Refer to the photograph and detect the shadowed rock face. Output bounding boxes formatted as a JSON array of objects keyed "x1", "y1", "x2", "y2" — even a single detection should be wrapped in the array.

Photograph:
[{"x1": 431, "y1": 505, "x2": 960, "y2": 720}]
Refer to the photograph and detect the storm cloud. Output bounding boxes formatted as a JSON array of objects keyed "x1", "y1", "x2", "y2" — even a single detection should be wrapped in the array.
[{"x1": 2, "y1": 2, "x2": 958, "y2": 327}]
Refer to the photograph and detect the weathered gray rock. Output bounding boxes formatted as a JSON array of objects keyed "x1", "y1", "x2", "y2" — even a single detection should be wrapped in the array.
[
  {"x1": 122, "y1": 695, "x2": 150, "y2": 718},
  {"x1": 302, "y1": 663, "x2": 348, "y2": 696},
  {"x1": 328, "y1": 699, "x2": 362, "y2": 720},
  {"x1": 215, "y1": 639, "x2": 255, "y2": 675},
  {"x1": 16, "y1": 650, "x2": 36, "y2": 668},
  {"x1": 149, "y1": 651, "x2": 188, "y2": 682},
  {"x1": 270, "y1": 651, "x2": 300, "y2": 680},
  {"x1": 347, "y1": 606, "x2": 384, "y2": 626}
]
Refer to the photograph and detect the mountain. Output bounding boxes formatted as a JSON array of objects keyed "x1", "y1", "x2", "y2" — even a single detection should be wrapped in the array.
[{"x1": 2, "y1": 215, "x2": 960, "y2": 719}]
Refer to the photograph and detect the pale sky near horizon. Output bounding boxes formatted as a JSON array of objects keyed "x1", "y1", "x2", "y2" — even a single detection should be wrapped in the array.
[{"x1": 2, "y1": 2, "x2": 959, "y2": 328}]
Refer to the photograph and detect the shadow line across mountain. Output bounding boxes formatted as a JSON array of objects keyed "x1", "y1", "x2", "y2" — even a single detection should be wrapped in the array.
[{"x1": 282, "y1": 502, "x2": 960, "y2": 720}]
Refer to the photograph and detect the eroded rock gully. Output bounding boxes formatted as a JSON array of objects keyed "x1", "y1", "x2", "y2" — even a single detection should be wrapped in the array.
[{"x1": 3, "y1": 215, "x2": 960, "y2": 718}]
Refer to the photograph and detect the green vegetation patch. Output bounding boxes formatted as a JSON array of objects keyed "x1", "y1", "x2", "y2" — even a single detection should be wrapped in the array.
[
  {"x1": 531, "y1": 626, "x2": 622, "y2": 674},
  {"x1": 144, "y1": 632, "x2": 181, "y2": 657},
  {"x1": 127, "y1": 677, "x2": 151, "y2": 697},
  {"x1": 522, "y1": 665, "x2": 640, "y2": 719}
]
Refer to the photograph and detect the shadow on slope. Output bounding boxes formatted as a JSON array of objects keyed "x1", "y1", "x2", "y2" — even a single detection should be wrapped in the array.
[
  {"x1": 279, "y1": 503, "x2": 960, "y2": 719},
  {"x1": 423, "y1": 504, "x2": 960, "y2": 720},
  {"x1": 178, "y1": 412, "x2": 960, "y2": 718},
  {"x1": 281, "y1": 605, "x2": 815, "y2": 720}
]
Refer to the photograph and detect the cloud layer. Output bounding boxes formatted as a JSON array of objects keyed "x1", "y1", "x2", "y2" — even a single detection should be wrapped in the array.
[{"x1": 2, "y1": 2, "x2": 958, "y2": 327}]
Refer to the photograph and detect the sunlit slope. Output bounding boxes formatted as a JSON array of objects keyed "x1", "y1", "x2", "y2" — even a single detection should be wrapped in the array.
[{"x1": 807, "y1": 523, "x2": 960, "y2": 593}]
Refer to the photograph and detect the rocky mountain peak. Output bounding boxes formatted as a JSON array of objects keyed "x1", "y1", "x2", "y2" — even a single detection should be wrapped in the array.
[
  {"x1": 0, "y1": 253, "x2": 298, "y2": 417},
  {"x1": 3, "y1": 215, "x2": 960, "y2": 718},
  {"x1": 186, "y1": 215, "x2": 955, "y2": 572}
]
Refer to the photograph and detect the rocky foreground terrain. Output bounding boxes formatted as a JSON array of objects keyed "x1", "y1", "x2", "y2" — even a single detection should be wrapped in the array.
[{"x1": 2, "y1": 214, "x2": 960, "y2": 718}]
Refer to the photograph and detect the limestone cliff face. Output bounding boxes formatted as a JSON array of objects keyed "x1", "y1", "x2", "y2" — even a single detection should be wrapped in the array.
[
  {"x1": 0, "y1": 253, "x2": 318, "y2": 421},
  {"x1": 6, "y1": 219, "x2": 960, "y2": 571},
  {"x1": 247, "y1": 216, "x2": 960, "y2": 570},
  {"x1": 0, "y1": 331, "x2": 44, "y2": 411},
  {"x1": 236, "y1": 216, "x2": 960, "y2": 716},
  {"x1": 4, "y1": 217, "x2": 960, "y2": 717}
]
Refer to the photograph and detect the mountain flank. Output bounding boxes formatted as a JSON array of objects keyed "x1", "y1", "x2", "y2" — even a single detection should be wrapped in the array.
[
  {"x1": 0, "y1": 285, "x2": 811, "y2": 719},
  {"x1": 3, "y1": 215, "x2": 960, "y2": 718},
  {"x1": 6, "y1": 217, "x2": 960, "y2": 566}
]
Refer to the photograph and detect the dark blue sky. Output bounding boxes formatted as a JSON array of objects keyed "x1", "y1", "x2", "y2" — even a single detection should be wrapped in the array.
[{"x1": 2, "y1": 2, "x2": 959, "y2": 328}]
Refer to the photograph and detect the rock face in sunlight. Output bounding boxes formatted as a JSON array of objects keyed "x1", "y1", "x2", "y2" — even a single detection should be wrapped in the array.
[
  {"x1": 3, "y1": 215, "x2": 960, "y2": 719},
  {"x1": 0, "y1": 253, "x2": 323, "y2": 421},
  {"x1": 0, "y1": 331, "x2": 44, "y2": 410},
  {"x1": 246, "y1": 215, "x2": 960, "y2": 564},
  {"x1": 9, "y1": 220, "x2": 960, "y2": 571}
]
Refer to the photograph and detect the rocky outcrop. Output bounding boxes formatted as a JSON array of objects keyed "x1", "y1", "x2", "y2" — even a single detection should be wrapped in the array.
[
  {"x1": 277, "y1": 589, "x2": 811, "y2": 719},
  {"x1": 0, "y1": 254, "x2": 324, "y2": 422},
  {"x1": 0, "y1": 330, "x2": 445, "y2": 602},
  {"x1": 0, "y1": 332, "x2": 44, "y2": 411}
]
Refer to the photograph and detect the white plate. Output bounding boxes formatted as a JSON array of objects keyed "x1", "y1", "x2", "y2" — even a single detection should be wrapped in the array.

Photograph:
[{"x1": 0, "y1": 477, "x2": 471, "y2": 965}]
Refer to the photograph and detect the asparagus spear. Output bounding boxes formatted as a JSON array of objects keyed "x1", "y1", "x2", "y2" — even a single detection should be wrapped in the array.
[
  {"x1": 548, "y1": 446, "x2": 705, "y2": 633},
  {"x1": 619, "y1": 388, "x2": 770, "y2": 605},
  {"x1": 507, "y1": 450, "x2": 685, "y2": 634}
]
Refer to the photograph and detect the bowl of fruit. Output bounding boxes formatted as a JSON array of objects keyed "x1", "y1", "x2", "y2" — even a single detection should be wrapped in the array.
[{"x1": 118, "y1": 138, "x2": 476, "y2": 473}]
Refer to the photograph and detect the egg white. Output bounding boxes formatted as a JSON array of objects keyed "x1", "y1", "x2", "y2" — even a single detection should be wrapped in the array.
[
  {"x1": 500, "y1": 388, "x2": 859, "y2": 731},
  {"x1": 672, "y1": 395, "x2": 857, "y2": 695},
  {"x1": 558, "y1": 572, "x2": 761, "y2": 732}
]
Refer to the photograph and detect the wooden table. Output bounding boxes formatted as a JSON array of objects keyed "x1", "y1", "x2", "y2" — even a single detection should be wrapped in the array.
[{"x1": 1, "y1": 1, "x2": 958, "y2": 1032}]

—————

Nothing should appear in the output except the lines from the one with "Refer to the photograph and detect the wooden" through the end of the records above, copied exactly.

> **OUTPUT OF THE EXERCISE**:
Refer to the photograph and detect the wooden table. Output bounding boxes formatted as a JSON array of objects keyed "x1", "y1", "x2", "y2" — even a single detection should be wrapped in the array.
[{"x1": 1, "y1": 1, "x2": 958, "y2": 1032}]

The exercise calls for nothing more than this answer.